Consigne écrite a: D'après le passage fourni ci-dessous, pourquoi le cœur de Youdhishthira s'emplit-il d'une dilection débordante dès qu'il aperçoit Krishna ? Répondez en une à trois phrases.

Passage fourni:
La série consacrée à l’épopée du Mahabharata racontée par Normand Vanasse se poursuit…
Voir l’épisode précédent.
Krishna se rend à Indraprastha
Entouré de la cavalerie, d’éléphants majestueux et d’une imposante escorte royale, le char de Krishna prend la route. Bugles, tambours, trompettes, cornets, cors et conques retentissent tous ensemble, porteurs d’heureux augures. Les 16 108 reines de Dvaraka, avec à leur tête la déesse de la fortune, Rukminidevi – l’épouse modèle de Krishna –, suivent le Seigneur de près, accompagnées de leurs fils respectifs. Vêtues de riches habits, parées d’ornements divers, leur corps oint de pulpe de santal, une guirlande de fleurs parfumées à leur cou, elles voyagent sur des palanquins finement décorés de soie, de drapeaux et de garnitures d’or. Des soldats d’infanterie portant boucliers, sabres et lances assurent leur protection de part et d’autre.
À l’arrière de la colonne, à dos de chameau sur d’autres palanquins, suivent les épouses et les enfants de tous les autres membres de l’escorte. De nombreuses courtisanes accompagnent également le convoi, et de multiples bêtes de somme – bœufs, buffles, ânes et mules – portent les accessoires de campement, la literie et les tapis de sol. Grandiose spectacle que celui de cette caravane où se déploient riches étoffes, parures et couvre-chefs, éventails, ombrelles et fanions aux couleurs variées, entrecoupés du scintillement des armes reflétant les rayons du soleil. Ainsi la suite de Krishna progresse-t-elle vers Hastinapoura, traversant en chemin nombre de montagnes, de rivières, de villes, de villages, de pâturages et de mines à ciel ouvert.
Un accueil émouvant
Lorsque le roi Youdhishthira apprend que Krishna est aux portes de la capitale de son royaume, il en conçoit une joie telle, une extase si profonde que tous ses poils se dressent sur son corps. Il va sur-le-champ à sa rencontre afin de le recevoir comme il convient, et ordonne qu’on fasse résonner moult instruments, qu’on entonne des chants glorieux, et que les brahmanas érudits récitent d’une voix forte les hymnes des Védas. Cousin aîné de Krishna, Youdhishthira lui porte tout naturellement une grande affection, et dès qu’il l’aperçoit, son cœur s’emplit d’une dilection débordante, car de nombreux jours se sont écoulés depuis la dernière fois qu’il a vu le Seigneur.

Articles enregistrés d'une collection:
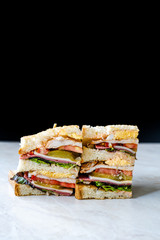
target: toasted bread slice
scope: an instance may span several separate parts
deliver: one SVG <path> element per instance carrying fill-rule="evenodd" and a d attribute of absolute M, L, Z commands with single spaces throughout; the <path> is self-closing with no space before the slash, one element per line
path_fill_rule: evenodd
<path fill-rule="evenodd" d="M 134 166 L 135 157 L 123 152 L 107 152 L 105 150 L 83 147 L 82 163 L 104 161 L 109 166 Z"/>
<path fill-rule="evenodd" d="M 108 125 L 91 127 L 83 125 L 82 138 L 83 144 L 96 139 L 123 140 L 136 139 L 138 136 L 138 127 L 132 125 Z"/>
<path fill-rule="evenodd" d="M 49 128 L 40 133 L 29 135 L 21 138 L 21 148 L 19 154 L 26 154 L 36 148 L 45 147 L 47 142 L 54 137 L 69 137 L 81 141 L 82 133 L 77 125 Z"/>
<path fill-rule="evenodd" d="M 93 185 L 87 185 L 78 183 L 75 187 L 75 197 L 78 200 L 82 199 L 125 199 L 125 198 L 131 198 L 132 192 L 127 191 L 118 191 L 118 192 L 112 192 L 112 191 L 105 191 L 102 189 L 98 189 L 96 186 Z"/>

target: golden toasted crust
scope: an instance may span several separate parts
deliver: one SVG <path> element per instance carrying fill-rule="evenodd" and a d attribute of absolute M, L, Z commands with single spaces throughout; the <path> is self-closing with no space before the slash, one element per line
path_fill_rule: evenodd
<path fill-rule="evenodd" d="M 47 142 L 54 137 L 63 136 L 70 137 L 75 140 L 82 139 L 82 133 L 77 125 L 63 126 L 63 127 L 53 127 L 42 131 L 40 133 L 25 136 L 21 138 L 21 148 L 19 149 L 19 154 L 26 154 L 36 148 L 45 147 Z"/>
<path fill-rule="evenodd" d="M 139 129 L 132 125 L 108 125 L 91 127 L 84 125 L 82 127 L 83 144 L 90 142 L 91 139 L 108 139 L 108 140 L 122 140 L 122 139 L 136 139 L 138 137 Z"/>
<path fill-rule="evenodd" d="M 108 199 L 124 199 L 124 198 L 131 198 L 132 192 L 126 192 L 126 191 L 118 191 L 118 192 L 112 192 L 112 191 L 105 191 L 103 189 L 98 189 L 96 186 L 93 185 L 87 185 L 78 183 L 75 187 L 75 197 L 78 200 L 82 199 L 99 199 L 103 200 L 105 198 Z"/>
<path fill-rule="evenodd" d="M 13 187 L 14 194 L 16 196 L 28 196 L 28 195 L 45 195 L 45 192 L 42 192 L 38 189 L 33 189 L 29 185 L 26 184 L 19 184 L 16 183 L 14 180 L 11 180 L 11 178 L 15 175 L 14 171 L 9 171 L 8 173 L 8 181 Z"/>
<path fill-rule="evenodd" d="M 134 166 L 135 157 L 130 156 L 124 152 L 107 152 L 105 150 L 91 149 L 83 147 L 82 161 L 93 162 L 93 161 L 105 161 L 109 166 Z"/>

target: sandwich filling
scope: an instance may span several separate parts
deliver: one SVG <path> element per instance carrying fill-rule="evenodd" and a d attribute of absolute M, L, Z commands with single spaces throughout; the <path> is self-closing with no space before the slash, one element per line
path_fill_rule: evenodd
<path fill-rule="evenodd" d="M 45 145 L 20 155 L 18 174 L 13 179 L 54 195 L 72 195 L 81 153 L 79 139 L 54 137 Z"/>
<path fill-rule="evenodd" d="M 93 135 L 97 136 L 95 139 L 92 138 L 92 130 Z M 83 141 L 81 175 L 77 183 L 87 184 L 88 187 L 94 185 L 104 191 L 132 191 L 137 133 L 133 134 L 130 129 L 123 131 L 119 126 L 114 132 L 106 132 L 106 136 L 103 131 L 104 128 L 82 131 L 86 138 Z"/>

Consigne écrite b: Modifiez les enregistrements depuis leur début jusqu'à la ligne contenant « 82 199 L 125 » incluse, en remplaçant « toasted » par « grilled » sans rien changer d'autre. Omettez les images dans votre réponse.

Solution a: Le cœur de Youdhishthira s'emplit d'une dilection débordante parce que de nombreux jours se sont écoulés depuis la dernière fois qu'il a vu le Seigneur.

Solution b:
target: grilled bread slice
scope: an instance may span several separate parts
deliver: one SVG <path> element per instance carrying fill-rule="evenodd" and a d attribute of absolute M, L, Z commands with single spaces throughout; the <path> is self-closing with no space before the slash, one element per line
path_fill_rule: evenodd
<path fill-rule="evenodd" d="M 134 166 L 135 157 L 123 152 L 107 152 L 105 150 L 83 147 L 82 163 L 104 161 L 109 166 Z"/>
<path fill-rule="evenodd" d="M 108 125 L 91 127 L 83 125 L 82 138 L 83 144 L 96 139 L 123 140 L 136 139 L 138 136 L 138 127 L 132 125 Z"/>
<path fill-rule="evenodd" d="M 49 128 L 40 133 L 29 135 L 21 138 L 21 148 L 19 154 L 26 154 L 36 148 L 45 147 L 47 142 L 54 137 L 69 137 L 81 141 L 82 133 L 77 125 Z"/>
<path fill-rule="evenodd" d="M 93 185 L 87 185 L 78 183 L 75 187 L 75 197 L 78 200 L 82 199 L 125 199 L 125 198 L 131 198 L 132 192 L 127 191 L 118 191 L 118 192 L 112 192 L 112 191 L 105 191 L 102 189 L 98 189 L 96 186 Z"/>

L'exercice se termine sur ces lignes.